§ **Page**
● ● ● ●

‘Shoes: An International Episode’ by Elizabeth Bowen

When it’s hard to escape abroad is difficult, there’s pleasure be had in reading about the discomforts of holidaymaking. This story, written in 1929, centres on Dillie and Edward Aherne. They’re an affluent pair, two years married, who are travelling in the South of France. When Dillie’s “good brogues” in which her feet looked “a shade powerful” go missing at the hotel, frustration ensues. She has to totter over cobblestones “to inspect local architecture and other misadventures follow. Her husband Edward, a man with a roving eye and a love of liqueurs is little use. 
 
The heat is a third protagonist. At one point Dillie comments, “The glare is so awful.” There is a correspondingly harsh exposure about Bowen’s writing. In just a dozen pages, we are shown the Ahernes’ insularity and ignorance, their deep unease with one another. The story wears the mask of comedy. After Dillie’s brogues are restored Edward asks, “Wasn’t it like a French farce – not the improper kind?” And the ending, in which “Mr and Mrs Aherne, free, frank on terms of perfect equality, clattered down the corridor, disturbing some dozen siestas,” adds to the drollery.

● ● ● ●

§ **Source excerpt**
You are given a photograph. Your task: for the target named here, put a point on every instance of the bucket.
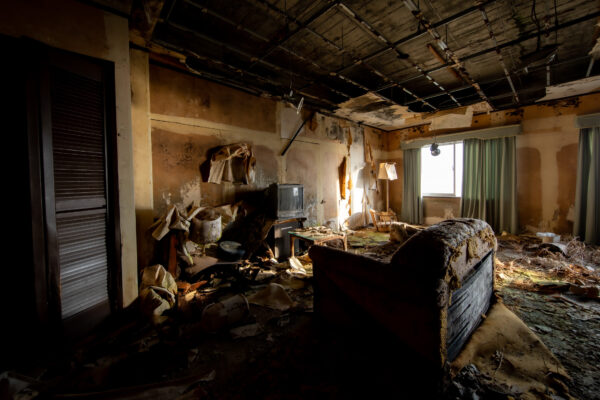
(225, 313)
(206, 227)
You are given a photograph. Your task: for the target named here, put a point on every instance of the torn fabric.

● ● ● ●

Extend the piece on Elizabeth Bowen's story "Shoes: An International Episode" by writing what comes after its last sentence.

§ **Reply**
 
But, as so often with Bowen’s work, there’s a sense of disturbance. The sun may be bright, but it is the lack of warmth which underpins this story. I kept harking back to an earlier scene where the Ahernes enter the cathedral. “Lost to one another, they went silently into the pointed chilly darkness.”
 
Picked by Sibyl Ruth. Sibyl reads a lot of short stories and occasionally writes them. Her flash fiction ‘The Rose’ was published in Litro last autumn. You can read her individual Personal Anthology here.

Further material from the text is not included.